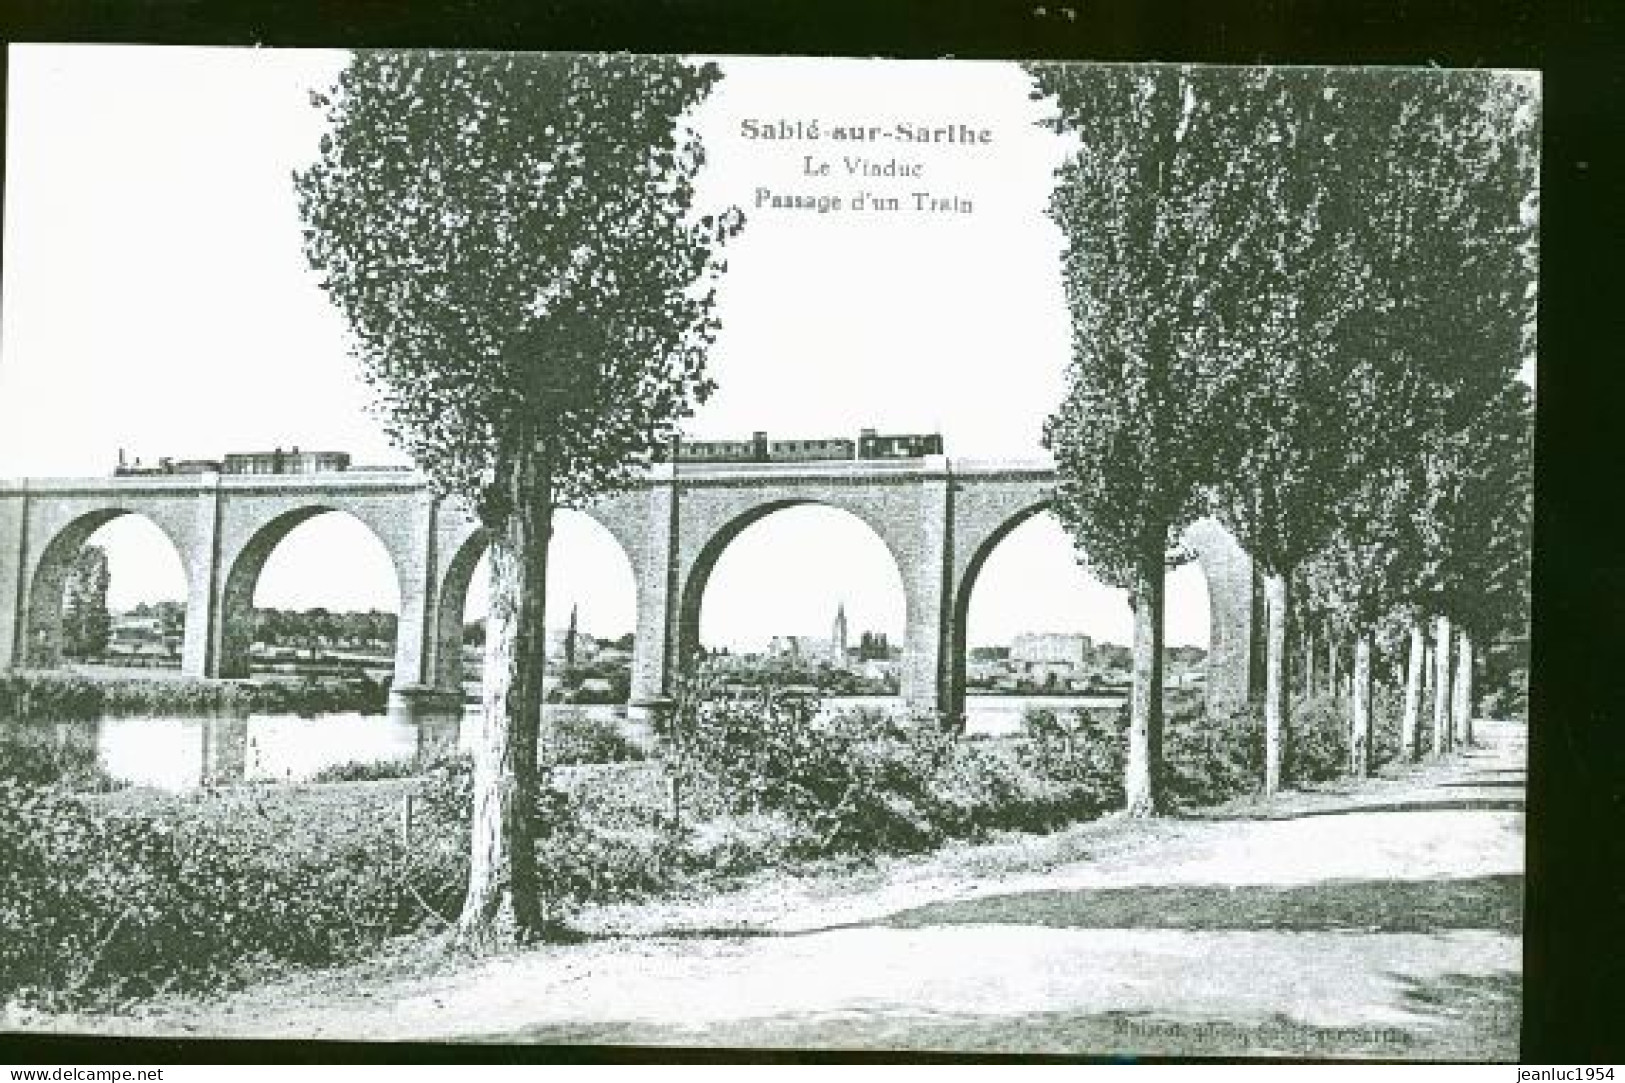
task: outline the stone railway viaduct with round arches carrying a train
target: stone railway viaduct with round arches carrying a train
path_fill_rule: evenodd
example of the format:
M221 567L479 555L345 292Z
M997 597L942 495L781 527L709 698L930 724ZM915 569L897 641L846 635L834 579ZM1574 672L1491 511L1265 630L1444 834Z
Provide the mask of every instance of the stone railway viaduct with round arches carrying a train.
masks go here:
M970 594L993 548L1050 502L1048 462L905 460L663 463L585 512L621 543L637 590L632 701L671 689L699 646L705 584L728 543L795 504L863 520L897 563L910 707L959 712ZM486 538L453 501L408 470L310 475L146 475L0 481L0 670L60 662L63 582L102 524L145 515L174 543L188 582L182 670L247 676L254 590L276 545L340 511L370 527L400 582L395 688L455 691L463 602ZM1211 702L1258 681L1259 611L1251 559L1217 522L1186 533L1209 589Z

Exercise description
Retype only the stretch of lines above starting at the one with "target: stone railway" and stopping at the one with "Provide the mask", exactly as written, with both kept.

Your solution
target: stone railway viaduct with round arches carrying a train
path_fill_rule: evenodd
example of the format:
M221 567L479 555L345 292Z
M997 597L942 495L781 527L709 698L930 724ZM915 569L897 641L846 635L834 579ZM1574 672L1491 511L1265 630L1444 834Z
Provide the mask of every instance of the stone railway viaduct with round arches carrying a train.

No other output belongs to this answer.